**EXERCISE BRIEF**.
Write out, with no changes, the lines of the material below from the line containing "Presence query — locate the grassy" up to and including the final line of the material.

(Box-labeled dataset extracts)
** Start **
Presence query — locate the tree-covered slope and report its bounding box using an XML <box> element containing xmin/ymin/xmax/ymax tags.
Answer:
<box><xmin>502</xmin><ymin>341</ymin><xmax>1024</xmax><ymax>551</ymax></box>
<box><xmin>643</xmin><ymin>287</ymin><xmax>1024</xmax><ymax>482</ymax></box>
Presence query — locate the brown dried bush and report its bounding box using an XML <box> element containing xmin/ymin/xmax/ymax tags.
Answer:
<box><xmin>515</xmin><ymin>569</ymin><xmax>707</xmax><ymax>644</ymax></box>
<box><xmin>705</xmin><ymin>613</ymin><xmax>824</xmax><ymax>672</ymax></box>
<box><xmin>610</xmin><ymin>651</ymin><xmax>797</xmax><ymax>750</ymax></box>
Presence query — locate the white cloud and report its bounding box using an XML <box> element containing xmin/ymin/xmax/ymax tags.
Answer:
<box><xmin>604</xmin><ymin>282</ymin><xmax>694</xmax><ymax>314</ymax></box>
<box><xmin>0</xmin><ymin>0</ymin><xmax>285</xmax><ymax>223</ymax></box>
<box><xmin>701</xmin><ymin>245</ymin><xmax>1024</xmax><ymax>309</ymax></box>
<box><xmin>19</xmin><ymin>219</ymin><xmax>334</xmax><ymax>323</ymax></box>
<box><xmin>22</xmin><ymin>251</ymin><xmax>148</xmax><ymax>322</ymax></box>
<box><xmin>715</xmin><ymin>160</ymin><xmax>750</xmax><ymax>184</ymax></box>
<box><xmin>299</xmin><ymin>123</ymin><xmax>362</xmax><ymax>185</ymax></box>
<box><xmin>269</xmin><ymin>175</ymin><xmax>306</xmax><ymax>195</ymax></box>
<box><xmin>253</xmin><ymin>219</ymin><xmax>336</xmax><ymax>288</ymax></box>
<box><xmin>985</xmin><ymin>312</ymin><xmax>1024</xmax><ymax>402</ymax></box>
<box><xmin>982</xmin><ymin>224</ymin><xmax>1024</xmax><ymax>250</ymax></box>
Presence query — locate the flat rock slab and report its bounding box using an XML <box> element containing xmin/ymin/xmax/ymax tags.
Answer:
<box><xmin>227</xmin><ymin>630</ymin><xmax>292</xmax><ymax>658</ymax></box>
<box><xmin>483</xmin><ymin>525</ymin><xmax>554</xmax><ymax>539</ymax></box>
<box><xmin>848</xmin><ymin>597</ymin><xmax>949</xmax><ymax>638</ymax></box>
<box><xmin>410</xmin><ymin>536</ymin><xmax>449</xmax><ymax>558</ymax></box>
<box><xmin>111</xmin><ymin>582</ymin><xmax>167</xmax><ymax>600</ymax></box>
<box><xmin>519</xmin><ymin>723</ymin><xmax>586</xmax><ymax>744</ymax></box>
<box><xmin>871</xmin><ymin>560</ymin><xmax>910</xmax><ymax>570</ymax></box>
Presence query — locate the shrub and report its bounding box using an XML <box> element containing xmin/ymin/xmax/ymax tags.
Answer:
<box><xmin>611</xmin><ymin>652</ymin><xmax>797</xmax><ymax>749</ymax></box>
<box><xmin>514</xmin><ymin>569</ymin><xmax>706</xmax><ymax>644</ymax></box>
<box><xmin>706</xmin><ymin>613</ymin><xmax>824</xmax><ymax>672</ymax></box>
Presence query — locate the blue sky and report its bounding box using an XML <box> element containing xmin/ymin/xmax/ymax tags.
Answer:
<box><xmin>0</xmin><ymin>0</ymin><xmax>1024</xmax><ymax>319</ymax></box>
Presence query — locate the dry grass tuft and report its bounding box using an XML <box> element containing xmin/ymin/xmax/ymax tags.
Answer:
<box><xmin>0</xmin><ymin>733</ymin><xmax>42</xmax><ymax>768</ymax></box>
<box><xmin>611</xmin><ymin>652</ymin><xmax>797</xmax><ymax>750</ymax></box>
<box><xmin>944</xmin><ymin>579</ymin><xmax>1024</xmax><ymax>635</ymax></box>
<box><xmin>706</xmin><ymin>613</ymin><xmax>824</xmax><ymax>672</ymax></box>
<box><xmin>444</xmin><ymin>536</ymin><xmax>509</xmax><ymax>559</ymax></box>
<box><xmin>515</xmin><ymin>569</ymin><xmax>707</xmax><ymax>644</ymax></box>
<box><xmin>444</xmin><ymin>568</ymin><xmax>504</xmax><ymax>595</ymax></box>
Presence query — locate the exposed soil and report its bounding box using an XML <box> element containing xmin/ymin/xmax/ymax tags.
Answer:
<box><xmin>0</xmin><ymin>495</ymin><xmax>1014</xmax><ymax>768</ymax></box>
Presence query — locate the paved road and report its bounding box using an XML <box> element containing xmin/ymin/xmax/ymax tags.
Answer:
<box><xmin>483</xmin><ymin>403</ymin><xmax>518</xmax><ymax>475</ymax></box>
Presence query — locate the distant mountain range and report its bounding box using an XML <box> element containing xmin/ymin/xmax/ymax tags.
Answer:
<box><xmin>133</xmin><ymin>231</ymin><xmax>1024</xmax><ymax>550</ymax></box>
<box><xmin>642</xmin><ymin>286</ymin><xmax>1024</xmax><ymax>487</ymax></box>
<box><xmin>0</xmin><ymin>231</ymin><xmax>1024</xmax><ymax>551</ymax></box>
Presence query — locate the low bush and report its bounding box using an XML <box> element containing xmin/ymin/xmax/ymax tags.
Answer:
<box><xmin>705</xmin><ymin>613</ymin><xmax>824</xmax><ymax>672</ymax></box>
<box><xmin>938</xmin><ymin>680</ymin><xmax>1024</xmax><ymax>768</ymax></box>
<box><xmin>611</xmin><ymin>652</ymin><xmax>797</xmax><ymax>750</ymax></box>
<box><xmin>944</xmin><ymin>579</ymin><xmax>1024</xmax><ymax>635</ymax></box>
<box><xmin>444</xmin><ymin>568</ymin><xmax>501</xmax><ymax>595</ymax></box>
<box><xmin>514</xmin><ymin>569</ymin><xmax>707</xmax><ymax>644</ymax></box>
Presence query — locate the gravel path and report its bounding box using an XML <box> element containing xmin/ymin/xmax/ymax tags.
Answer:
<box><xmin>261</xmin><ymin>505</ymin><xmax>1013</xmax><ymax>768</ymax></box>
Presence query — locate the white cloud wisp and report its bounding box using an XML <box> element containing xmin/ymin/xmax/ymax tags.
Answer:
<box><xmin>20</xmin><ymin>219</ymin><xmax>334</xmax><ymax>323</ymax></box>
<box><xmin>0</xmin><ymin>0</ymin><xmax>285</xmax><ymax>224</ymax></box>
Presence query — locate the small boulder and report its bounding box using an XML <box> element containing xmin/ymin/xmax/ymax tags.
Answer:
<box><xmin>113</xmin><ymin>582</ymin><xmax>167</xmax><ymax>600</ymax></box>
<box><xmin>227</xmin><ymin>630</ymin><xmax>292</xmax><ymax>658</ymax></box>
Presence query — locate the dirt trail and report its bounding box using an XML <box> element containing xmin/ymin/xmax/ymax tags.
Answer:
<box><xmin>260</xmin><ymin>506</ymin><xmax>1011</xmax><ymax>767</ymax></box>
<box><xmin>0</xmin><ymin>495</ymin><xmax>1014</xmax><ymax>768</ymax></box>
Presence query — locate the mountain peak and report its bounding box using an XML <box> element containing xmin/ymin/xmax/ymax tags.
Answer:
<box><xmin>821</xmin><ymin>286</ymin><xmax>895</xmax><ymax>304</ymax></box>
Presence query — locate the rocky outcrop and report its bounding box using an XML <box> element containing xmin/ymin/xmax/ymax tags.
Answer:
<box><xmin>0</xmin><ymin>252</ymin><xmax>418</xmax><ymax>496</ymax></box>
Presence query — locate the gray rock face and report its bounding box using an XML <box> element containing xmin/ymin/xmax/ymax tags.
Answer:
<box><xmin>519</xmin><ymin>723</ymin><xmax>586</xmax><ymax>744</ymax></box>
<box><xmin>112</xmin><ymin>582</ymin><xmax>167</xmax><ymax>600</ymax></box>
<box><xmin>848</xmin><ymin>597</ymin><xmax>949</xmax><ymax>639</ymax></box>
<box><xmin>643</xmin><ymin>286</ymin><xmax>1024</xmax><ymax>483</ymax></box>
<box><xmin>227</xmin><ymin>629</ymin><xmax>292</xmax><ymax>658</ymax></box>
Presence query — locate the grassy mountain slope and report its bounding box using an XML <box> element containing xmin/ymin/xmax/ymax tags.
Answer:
** End **
**THE COMPLETED TASK**.
Presence query — locate the grassy mountain slope and report its bounding box using an XML <box> element containing xmin/ymin/xmax/ymax tags.
Answer:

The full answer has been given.